Exercise brief | Write every record out again exactly as given.

*** Entries provided ***

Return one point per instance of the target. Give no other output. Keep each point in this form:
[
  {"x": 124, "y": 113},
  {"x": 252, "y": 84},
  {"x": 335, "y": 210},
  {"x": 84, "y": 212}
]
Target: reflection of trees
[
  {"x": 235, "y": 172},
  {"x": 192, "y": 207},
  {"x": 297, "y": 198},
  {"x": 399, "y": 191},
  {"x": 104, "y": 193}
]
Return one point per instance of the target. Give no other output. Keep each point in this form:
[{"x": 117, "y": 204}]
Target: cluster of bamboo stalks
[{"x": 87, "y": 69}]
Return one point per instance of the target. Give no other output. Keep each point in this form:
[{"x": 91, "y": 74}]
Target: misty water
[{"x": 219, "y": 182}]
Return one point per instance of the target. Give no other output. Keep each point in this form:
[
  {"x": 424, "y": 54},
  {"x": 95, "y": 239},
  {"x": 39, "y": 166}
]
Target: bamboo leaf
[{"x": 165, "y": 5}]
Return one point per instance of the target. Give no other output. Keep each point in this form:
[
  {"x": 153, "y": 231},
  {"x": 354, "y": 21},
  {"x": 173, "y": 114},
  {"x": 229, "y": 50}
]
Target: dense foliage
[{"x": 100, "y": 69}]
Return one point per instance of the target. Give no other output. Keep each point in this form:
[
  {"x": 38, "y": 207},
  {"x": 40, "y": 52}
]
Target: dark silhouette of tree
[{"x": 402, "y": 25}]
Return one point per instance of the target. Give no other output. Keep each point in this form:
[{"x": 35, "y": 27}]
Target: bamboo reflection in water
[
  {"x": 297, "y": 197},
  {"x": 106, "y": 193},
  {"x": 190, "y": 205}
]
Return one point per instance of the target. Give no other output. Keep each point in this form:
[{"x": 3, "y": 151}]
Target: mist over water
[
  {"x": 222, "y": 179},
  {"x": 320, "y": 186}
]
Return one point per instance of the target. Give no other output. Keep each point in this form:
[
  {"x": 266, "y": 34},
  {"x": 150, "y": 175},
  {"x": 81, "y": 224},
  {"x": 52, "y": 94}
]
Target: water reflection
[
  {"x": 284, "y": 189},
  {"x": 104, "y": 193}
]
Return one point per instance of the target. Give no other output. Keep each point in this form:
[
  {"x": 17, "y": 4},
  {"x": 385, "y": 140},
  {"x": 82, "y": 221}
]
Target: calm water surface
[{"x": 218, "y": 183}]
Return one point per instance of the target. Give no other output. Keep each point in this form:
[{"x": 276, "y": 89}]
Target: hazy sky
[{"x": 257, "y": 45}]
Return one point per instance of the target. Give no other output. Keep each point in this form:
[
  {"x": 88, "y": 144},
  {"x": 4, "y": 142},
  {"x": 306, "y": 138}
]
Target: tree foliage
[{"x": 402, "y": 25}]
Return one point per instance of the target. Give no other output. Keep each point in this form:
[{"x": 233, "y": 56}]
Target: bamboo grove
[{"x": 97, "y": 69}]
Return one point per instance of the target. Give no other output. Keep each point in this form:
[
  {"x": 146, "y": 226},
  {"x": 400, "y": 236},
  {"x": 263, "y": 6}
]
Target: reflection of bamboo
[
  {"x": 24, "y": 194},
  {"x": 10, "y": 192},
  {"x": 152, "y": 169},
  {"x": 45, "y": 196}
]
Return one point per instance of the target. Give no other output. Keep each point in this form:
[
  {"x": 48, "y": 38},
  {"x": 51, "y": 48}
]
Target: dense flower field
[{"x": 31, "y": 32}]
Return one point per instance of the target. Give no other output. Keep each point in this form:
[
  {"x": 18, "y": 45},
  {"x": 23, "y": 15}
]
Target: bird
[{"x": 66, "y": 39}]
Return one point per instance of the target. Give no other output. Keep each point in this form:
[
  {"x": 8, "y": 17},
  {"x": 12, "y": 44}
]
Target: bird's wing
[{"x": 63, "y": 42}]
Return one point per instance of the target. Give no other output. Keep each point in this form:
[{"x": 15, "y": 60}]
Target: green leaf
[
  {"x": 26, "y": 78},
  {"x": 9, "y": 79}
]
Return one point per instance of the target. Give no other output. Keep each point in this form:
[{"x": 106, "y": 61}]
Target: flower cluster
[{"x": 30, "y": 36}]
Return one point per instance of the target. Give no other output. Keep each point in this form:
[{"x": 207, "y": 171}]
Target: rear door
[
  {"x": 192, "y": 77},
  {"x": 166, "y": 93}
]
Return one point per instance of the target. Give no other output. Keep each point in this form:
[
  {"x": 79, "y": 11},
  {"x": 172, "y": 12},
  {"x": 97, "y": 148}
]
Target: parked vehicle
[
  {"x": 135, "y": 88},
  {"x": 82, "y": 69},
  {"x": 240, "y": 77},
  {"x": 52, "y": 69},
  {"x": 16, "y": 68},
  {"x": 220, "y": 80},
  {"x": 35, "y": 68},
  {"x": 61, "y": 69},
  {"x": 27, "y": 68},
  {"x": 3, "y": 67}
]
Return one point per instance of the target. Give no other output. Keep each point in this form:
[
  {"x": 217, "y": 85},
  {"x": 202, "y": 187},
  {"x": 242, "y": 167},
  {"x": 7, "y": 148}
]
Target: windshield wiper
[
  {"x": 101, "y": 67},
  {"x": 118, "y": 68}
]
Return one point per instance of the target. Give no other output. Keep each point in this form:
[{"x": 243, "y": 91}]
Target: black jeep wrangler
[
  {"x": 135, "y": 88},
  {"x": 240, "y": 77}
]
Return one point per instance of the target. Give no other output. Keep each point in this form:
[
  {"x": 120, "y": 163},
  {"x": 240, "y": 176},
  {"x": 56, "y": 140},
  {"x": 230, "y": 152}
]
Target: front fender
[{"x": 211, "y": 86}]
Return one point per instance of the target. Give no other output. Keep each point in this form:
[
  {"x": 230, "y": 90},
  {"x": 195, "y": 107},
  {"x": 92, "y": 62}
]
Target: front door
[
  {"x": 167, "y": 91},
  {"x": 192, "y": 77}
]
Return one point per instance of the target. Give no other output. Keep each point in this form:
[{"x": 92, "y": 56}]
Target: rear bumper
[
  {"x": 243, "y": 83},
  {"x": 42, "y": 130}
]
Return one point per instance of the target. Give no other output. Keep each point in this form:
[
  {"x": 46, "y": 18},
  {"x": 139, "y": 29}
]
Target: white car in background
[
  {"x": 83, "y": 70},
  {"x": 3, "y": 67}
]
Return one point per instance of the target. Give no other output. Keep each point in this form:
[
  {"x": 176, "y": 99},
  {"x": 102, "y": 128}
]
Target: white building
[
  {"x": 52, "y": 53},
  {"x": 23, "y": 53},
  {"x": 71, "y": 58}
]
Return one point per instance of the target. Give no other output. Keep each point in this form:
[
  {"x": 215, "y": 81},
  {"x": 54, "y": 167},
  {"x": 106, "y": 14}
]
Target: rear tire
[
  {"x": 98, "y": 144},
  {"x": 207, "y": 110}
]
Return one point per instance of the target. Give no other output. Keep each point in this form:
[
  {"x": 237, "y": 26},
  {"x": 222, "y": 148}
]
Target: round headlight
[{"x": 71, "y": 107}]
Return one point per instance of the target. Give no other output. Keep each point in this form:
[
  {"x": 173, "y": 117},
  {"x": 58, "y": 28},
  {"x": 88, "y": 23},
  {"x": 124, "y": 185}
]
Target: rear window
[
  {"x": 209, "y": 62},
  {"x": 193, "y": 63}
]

***

Completed exercise |
Return one point per instance of the target. Give no other output. Keep each point in this form:
[
  {"x": 124, "y": 113},
  {"x": 252, "y": 84},
  {"x": 335, "y": 210},
  {"x": 84, "y": 212}
]
Target: reflection of trees
[
  {"x": 235, "y": 172},
  {"x": 192, "y": 207},
  {"x": 297, "y": 198},
  {"x": 399, "y": 191},
  {"x": 104, "y": 193}
]
Return one point per instance of the target. Give no other output. Keep each point in this form:
[{"x": 117, "y": 204}]
Target: cluster of bamboo stalks
[{"x": 87, "y": 69}]
Return one point per instance of the target. Give no other output. Keep each point in this form:
[{"x": 91, "y": 74}]
Target: misty water
[{"x": 219, "y": 182}]
Return one point per instance of the target. Give no other output. Keep each point in this form:
[
  {"x": 424, "y": 54},
  {"x": 95, "y": 239},
  {"x": 39, "y": 166}
]
Target: bamboo leaf
[{"x": 165, "y": 5}]
Return one point per instance of the target. Give no other output. Keep each point in this form:
[
  {"x": 153, "y": 231},
  {"x": 354, "y": 21},
  {"x": 173, "y": 114},
  {"x": 229, "y": 50}
]
Target: dense foliage
[{"x": 100, "y": 69}]
Return one point per instance of the target. Give no other output. Keep each point in this form:
[
  {"x": 38, "y": 207},
  {"x": 40, "y": 52}
]
Target: dark silhouette of tree
[{"x": 402, "y": 25}]
Return one point per instance of the target. Give no other output. Keep each point in this form:
[{"x": 35, "y": 27}]
Target: bamboo reflection in water
[
  {"x": 297, "y": 197},
  {"x": 106, "y": 193},
  {"x": 190, "y": 205}
]
Return one point per instance of the target. Give no other output. Keep each point in this form:
[{"x": 3, "y": 151}]
Target: mist over water
[
  {"x": 222, "y": 179},
  {"x": 320, "y": 186}
]
Return one point per instance of the target. Give no other output. Keep each point in this form:
[
  {"x": 266, "y": 34},
  {"x": 150, "y": 175},
  {"x": 81, "y": 224},
  {"x": 52, "y": 94}
]
Target: water reflection
[
  {"x": 284, "y": 189},
  {"x": 104, "y": 193}
]
Return one point per instance of the target. Give no other output. Keep each point in this form:
[
  {"x": 17, "y": 4},
  {"x": 385, "y": 140},
  {"x": 82, "y": 221}
]
Target: calm water surface
[{"x": 218, "y": 183}]
Return one point per instance of the target. Give no other output. Keep each point in this form:
[{"x": 276, "y": 89}]
Target: hazy sky
[{"x": 257, "y": 45}]
Return one point per instance of the target. Give no other output. Keep each point in this form:
[
  {"x": 88, "y": 144},
  {"x": 4, "y": 142},
  {"x": 306, "y": 138}
]
Target: tree foliage
[{"x": 402, "y": 25}]
Return one point per instance of the target. Give no other output. Keep each point in this form:
[{"x": 233, "y": 56}]
Target: bamboo grove
[{"x": 97, "y": 69}]
Return one point per instance of the target. Give no other output. Keep each point in this form:
[
  {"x": 146, "y": 226},
  {"x": 400, "y": 236},
  {"x": 263, "y": 6}
]
Target: reflection of bamboo
[
  {"x": 24, "y": 194},
  {"x": 10, "y": 192},
  {"x": 152, "y": 169},
  {"x": 45, "y": 196}
]
Return one point per instance of the target. Give no other output. Keep each point in this form:
[
  {"x": 48, "y": 38},
  {"x": 51, "y": 48}
]
Target: dense flower field
[{"x": 31, "y": 32}]
Return one point per instance of the target. Give no other output. Keep each point in this form:
[
  {"x": 18, "y": 45},
  {"x": 23, "y": 15}
]
Target: bird
[{"x": 66, "y": 39}]
Return one point per instance of the target. Give no other output. Keep each point in this form:
[
  {"x": 8, "y": 17},
  {"x": 12, "y": 44}
]
Target: bird's wing
[{"x": 63, "y": 42}]
Return one point per instance of the target. Give no other output. Keep each point in this form:
[{"x": 15, "y": 60}]
Target: green leaf
[
  {"x": 26, "y": 78},
  {"x": 9, "y": 79}
]
Return one point per instance of the target. Give no other output. Keep each point in this form:
[{"x": 106, "y": 61}]
Target: flower cluster
[{"x": 30, "y": 36}]
Return one point per instance of the target. Give no other output. Keep each point in this form:
[{"x": 207, "y": 171}]
Target: rear door
[
  {"x": 192, "y": 77},
  {"x": 166, "y": 93}
]
Return one point per instance of the target. Give no other output. Keep each point in this form:
[
  {"x": 79, "y": 11},
  {"x": 172, "y": 12},
  {"x": 97, "y": 148}
]
Target: parked vehicle
[
  {"x": 135, "y": 88},
  {"x": 82, "y": 69},
  {"x": 240, "y": 77},
  {"x": 52, "y": 69},
  {"x": 16, "y": 68},
  {"x": 220, "y": 80},
  {"x": 35, "y": 68},
  {"x": 61, "y": 69},
  {"x": 27, "y": 68},
  {"x": 3, "y": 67}
]
Return one point per instance of the target. Give no other output. Keep each point in this form:
[
  {"x": 217, "y": 85},
  {"x": 202, "y": 187},
  {"x": 242, "y": 167},
  {"x": 7, "y": 148}
]
Target: windshield wiper
[
  {"x": 101, "y": 67},
  {"x": 118, "y": 68}
]
Return one point per instance of the target. Give no other output. Keep each point in this form:
[{"x": 243, "y": 91}]
Target: black jeep wrangler
[
  {"x": 135, "y": 88},
  {"x": 240, "y": 77}
]
Return one point per instance of the target. Give no other output. Keep each point in this form:
[
  {"x": 120, "y": 163},
  {"x": 240, "y": 176},
  {"x": 56, "y": 140},
  {"x": 230, "y": 152}
]
Target: front fender
[{"x": 211, "y": 86}]
Return one point per instance of the target. Give no other output. Keep each point in this form:
[
  {"x": 230, "y": 90},
  {"x": 195, "y": 107},
  {"x": 92, "y": 62}
]
Target: front door
[
  {"x": 167, "y": 91},
  {"x": 192, "y": 77}
]
Return one point per instance of the target. Give no other output. Keep each point in this form:
[{"x": 92, "y": 56}]
Target: rear bumper
[
  {"x": 243, "y": 83},
  {"x": 42, "y": 130}
]
Return one point per instance of the target. Give no other output. Keep each point in this form:
[
  {"x": 46, "y": 18},
  {"x": 139, "y": 29}
]
Target: white car in background
[
  {"x": 83, "y": 70},
  {"x": 3, "y": 67}
]
Return one point per instance of the target. Give no other output. Keep each point in this form:
[
  {"x": 176, "y": 99},
  {"x": 102, "y": 128}
]
Target: white building
[
  {"x": 52, "y": 53},
  {"x": 23, "y": 53},
  {"x": 71, "y": 58}
]
Return one point per instance of the target. Give no other output. Keep each point in this form:
[
  {"x": 215, "y": 81},
  {"x": 54, "y": 167},
  {"x": 106, "y": 14}
]
Target: rear tire
[
  {"x": 98, "y": 144},
  {"x": 207, "y": 110}
]
Return one point per instance of the target. Give no other output. Keep each point in this form:
[
  {"x": 237, "y": 26},
  {"x": 222, "y": 148}
]
Target: round headlight
[{"x": 71, "y": 107}]
Return one point per instance of the target. Give no other output. Keep each point in this form:
[
  {"x": 173, "y": 117},
  {"x": 58, "y": 28},
  {"x": 88, "y": 23},
  {"x": 124, "y": 185}
]
Target: rear window
[
  {"x": 209, "y": 62},
  {"x": 193, "y": 63}
]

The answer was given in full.